BEGIN Excerpted data
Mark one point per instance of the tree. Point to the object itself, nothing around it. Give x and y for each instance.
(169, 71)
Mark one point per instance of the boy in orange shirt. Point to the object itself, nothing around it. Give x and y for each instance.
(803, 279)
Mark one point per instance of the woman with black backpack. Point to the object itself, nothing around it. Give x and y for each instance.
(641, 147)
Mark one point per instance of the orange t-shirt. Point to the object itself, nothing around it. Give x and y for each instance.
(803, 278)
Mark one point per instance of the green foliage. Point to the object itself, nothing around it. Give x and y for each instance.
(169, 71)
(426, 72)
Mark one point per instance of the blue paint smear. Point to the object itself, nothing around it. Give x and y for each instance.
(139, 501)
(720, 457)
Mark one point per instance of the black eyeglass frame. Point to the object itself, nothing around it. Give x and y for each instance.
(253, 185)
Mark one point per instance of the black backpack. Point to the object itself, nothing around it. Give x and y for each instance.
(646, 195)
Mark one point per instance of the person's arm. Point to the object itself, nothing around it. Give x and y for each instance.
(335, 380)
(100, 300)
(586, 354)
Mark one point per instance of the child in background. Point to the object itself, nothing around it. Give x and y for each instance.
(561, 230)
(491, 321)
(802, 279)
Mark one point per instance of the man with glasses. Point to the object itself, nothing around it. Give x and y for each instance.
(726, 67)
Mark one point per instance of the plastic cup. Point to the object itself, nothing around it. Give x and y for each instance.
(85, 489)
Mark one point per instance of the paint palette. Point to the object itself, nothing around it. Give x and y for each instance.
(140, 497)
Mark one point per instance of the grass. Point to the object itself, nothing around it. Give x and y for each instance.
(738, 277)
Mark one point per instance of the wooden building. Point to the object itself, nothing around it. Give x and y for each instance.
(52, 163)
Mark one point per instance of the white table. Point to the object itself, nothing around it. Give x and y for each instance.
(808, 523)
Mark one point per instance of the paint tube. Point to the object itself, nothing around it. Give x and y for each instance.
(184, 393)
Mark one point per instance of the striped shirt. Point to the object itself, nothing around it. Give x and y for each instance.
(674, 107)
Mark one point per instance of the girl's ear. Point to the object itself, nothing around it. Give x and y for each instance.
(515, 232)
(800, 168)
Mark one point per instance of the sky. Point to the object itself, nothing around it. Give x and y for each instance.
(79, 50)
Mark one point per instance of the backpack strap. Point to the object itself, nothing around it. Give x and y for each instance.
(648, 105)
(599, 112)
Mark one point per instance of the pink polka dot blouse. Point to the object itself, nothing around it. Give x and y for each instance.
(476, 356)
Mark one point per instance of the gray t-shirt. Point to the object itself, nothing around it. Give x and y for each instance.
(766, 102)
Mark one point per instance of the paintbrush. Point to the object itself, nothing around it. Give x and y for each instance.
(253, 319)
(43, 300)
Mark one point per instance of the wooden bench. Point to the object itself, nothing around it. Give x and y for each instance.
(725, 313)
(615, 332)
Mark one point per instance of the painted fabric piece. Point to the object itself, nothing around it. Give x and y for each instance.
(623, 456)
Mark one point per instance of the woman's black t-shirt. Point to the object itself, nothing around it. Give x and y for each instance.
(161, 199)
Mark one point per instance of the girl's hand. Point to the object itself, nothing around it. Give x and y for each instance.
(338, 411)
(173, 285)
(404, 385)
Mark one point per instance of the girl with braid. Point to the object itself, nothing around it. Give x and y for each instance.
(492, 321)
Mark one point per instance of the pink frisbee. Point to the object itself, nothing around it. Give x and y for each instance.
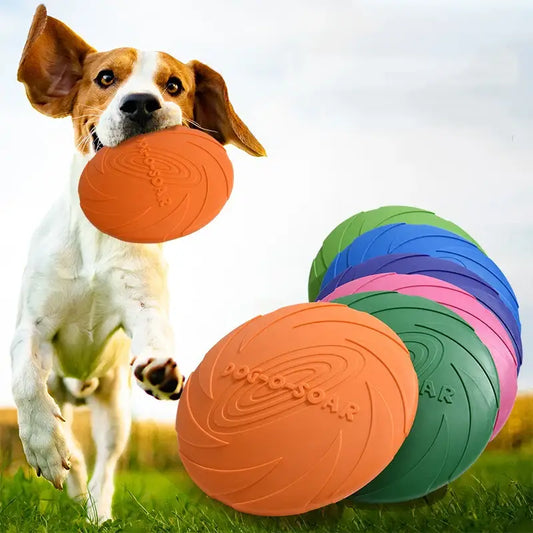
(486, 325)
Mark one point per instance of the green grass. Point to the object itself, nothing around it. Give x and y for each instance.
(495, 495)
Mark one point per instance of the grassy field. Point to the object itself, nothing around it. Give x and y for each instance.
(495, 495)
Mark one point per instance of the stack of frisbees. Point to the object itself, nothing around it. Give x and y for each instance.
(457, 314)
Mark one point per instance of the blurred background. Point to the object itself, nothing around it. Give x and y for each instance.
(365, 104)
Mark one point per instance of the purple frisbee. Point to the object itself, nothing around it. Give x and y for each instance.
(487, 327)
(440, 269)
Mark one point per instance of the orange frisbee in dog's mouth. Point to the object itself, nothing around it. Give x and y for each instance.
(157, 186)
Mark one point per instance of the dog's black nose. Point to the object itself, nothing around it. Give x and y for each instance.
(139, 107)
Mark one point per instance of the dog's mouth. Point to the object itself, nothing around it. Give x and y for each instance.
(97, 143)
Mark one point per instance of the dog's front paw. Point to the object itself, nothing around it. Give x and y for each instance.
(43, 440)
(160, 378)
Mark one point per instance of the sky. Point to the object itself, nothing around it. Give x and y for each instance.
(359, 104)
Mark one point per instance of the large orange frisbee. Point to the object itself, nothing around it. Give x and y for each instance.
(157, 186)
(297, 409)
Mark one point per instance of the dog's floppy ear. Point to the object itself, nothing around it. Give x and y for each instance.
(52, 64)
(213, 111)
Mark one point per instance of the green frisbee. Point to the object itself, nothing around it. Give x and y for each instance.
(458, 396)
(343, 235)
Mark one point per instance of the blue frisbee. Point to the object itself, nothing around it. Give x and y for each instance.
(428, 240)
(440, 269)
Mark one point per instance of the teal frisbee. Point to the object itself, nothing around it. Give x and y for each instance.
(353, 227)
(458, 396)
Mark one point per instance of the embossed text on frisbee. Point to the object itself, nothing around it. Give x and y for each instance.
(313, 395)
(157, 182)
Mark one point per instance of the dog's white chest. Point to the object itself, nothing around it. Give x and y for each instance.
(90, 317)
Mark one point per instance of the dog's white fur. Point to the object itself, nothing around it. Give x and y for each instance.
(84, 296)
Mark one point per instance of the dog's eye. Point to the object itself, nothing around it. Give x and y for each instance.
(174, 86)
(105, 78)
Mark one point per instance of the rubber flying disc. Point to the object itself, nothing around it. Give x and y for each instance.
(487, 327)
(439, 269)
(296, 409)
(458, 396)
(353, 227)
(429, 240)
(156, 187)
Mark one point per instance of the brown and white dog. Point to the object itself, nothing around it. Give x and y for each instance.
(92, 305)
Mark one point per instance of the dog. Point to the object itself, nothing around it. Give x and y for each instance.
(93, 308)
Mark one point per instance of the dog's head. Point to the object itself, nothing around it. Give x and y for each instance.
(114, 95)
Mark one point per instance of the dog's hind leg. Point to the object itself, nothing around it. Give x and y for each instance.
(111, 422)
(77, 476)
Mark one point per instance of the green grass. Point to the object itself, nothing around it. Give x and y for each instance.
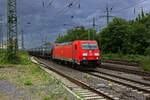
END Excerpted data
Without the pictures, copy all of the entries exactly as they appear.

● **Response area**
Mark one point per instance of the tree. Point to the object itself, nothing around it. Give x and y for each instance.
(169, 71)
Mark one point per instance of the boy in orange shirt. Point to the object itself, nothing around it. Give x and y for each instance.
(803, 279)
Mark one point per instance of the woman with black backpack. Point to the object itself, nothing around it. Give x and y for each instance.
(641, 147)
Mark one point per instance of the orange t-shirt. Point to the object itself, nothing around it. Give x and y for each instance.
(803, 278)
Mark one point per instance of the green foliage. Point to the object itself, nothing around it. Give x and y for each instance.
(169, 71)
(426, 72)
Mark one point per instance of the blue paint smear. Point to the object itself, nothing around it. Give x and y for each instance.
(139, 501)
(720, 457)
Mark one point per instance of the black eyeglass frame. Point to the object itself, nothing around it. Give x and y for each instance.
(253, 185)
Mark one point per instance of the black backpack. Point to the object itself, nothing around it. Give x and y for each instance.
(646, 195)
Mark one point per instance of the person's arm. Point to the object itself, nothing around it. Give x and y for each instance.
(335, 380)
(100, 300)
(586, 354)
Mark one point per instance of the child in background. Point to the object itself, nothing around it. Give x and y for each instance.
(561, 230)
(491, 321)
(802, 279)
Mark one point per instance of the man with glasses. Point to the object itself, nothing around it. Give x and y for each instance.
(726, 67)
Mark one point per instance of the plastic cup. Point to the object itself, nothing around it. Give x and y for each instance.
(85, 489)
Mark one point per instance of the paint palette. Point to the object itself, nothing around it. Give x and y for each instance.
(140, 497)
Mark one point per instance of the grass. Point to the object itself, nothing around it. Give x and y for each instance.
(738, 277)
Mark one point per instance of the wooden building. Point to the object itself, nothing around it. Give x and y for each instance.
(52, 163)
Mark one point per instance of the white table. Point to the object itself, nothing around it. Give x and y for each instance.
(808, 523)
Mark one point per instance of the paint tube. Point to the object itself, nothing around it. Give x and y for each instance.
(184, 393)
Mark one point per instance of the striped shirt. Point to the object itself, nothing around it. Give x and y for each instance.
(674, 107)
Mark one point per instance of the girl's ear. Point to the object itself, nothing around it. Give x and y for each instance.
(515, 232)
(800, 168)
Mark one point per instance of the sky. Point to the object itself, nothing around it. Give x and y for each instance.
(79, 50)
Mark one point per instance of the backpack strap. Point to the object itself, nothing around it. Give x and y for each instance.
(648, 105)
(599, 112)
Mark one point per instance of the pink polka dot blouse. Point to the object itself, nothing around it. Give x and y for each instance.
(476, 356)
Mark one point per instance of the gray t-shirt. Point to the object itself, nothing around it. Give x and y for each instance.
(766, 102)
Mark one point per instance of the paintbrush. Point to the object itself, nothing around it. Give x and y for each instance.
(253, 319)
(43, 300)
Mark one point per instance of the wooden bench. Point to the object itself, nothing around it. Give x and y for each instance.
(725, 313)
(615, 332)
Mark one point per instance of the painted fabric piece. Point to the object itself, nothing around it. Give x and y for each instance.
(623, 456)
Mark one point per instance of the woman's black t-shirt. Point to the object itself, nothing around it. Give x and y for each instance.
(161, 199)
Mark one point per instance of the girl's hand. Point to the object itself, nothing around it. Give x and y for each instance.
(338, 411)
(173, 285)
(404, 385)
Mark one point per instance of the girl with braid. Point to the object itself, nothing around it. Give x and y for each instance.
(492, 321)
Mark one point per instance of the pink frisbee. Point to the object itself, nothing around it. Give x and y for each instance.
(486, 325)
Mark one point per instance of the green grass. Point to the object itself, nothing around it. Give x and y for each instance.
(495, 495)
Mark one point per instance of the grassy field. Point to the object itself, nothing around it. Give x and y for each instance.
(495, 495)
Mark one point per instance of the stack of frisbees. Point to the object itself, nothing around it. Give x and y for each instance.
(457, 314)
Mark one point per instance of the blurred background. Point to the object itself, nothing around it. Give x and y for each instance.
(365, 104)
Mark one point per instance of the purple frisbee. Point to the object itself, nothing around it. Give x and y for each instance.
(487, 327)
(440, 269)
Mark one point per instance of the orange frisbee in dog's mouth. Point to the object itself, nothing around it. Give x and y for each instance.
(157, 186)
Mark one point per instance of the dog's black nose. Point to the object itself, nothing around it. Give x and y for each instance.
(139, 107)
Mark one point per instance of the dog's mouth. Point to the object itself, nothing around it. Give x and y for each instance.
(97, 143)
Mark one point per instance of the dog's front paw. Point to the object itself, nothing around it. Give x and y for each instance.
(43, 440)
(160, 378)
Mark one point per instance of the sky. Point to the object itself, nothing around it. Give x and y for each instance.
(359, 104)
Mark one point per instance of the large orange frisbee. Point to the object itself, nothing around it. Give x and y for each instance.
(157, 186)
(297, 409)
Mark one point per instance of the dog's floppy ear. Point to the object itself, nothing around it. Give x and y for each instance.
(52, 64)
(213, 111)
Mark one point per instance of the green frisbee. Point to the object itself, nothing around it. Give x and y for each instance.
(458, 396)
(343, 235)
Mark one point per instance of the blue frisbee. Point to the object itself, nothing around it. Give x and y for each instance.
(428, 240)
(440, 269)
Mark one point per instance of the teal frisbee. Point to the object itself, nothing around it. Give x and y for each instance.
(353, 227)
(458, 396)
Mark one point per instance of the embossed text on frisbee. Point to the object itself, nothing around it. Give x and y for each instance.
(313, 395)
(157, 182)
Mark one point per instance of the dog's white chest. Point to the object itself, nothing around it. Give x and y for each instance.
(90, 317)
Mark one point per instance of the dog's white fur. Point to the object itself, nothing around it. Give x and y for each instance.
(84, 296)
Mark one point per instance of the dog's eye. Point to the object itself, nothing around it. Give x and y for each instance.
(174, 86)
(105, 78)
Mark one point per instance of the rubber flying disc. Point to the object itself, nothing around it. Give x and y for each instance.
(487, 327)
(439, 269)
(296, 409)
(458, 396)
(353, 227)
(429, 240)
(156, 187)
Mark one point per instance of the brown and white dog. Point to the object itself, nothing around it. Give x and y for each instance.
(92, 305)
Mark one point per instance of the dog. Point to the object itself, nothing around it. Give x and y for each instance.
(93, 308)
Mark one point per instance of the dog's head. Point to the object itself, nothing around it. Give x and y for each instance.
(114, 95)
Mark one point per instance of the dog's hind leg. Point to the object itself, nothing around it. Give x and y for each instance.
(111, 422)
(77, 476)
Mark one point per instance of the green grass. Point to the object itself, nothing around it. Give x and y for each instance.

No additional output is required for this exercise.